Collection entries:
╔══
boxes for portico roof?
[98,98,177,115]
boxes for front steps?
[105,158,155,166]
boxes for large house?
╚══
GIVEN TASK:
Please copy every one of the records above line for line, keeping each character unchanged.

RESULT BELOW:
boxes for portico roof?
[98,98,177,115]
boxes for front steps?
[105,158,155,166]
boxes for large house?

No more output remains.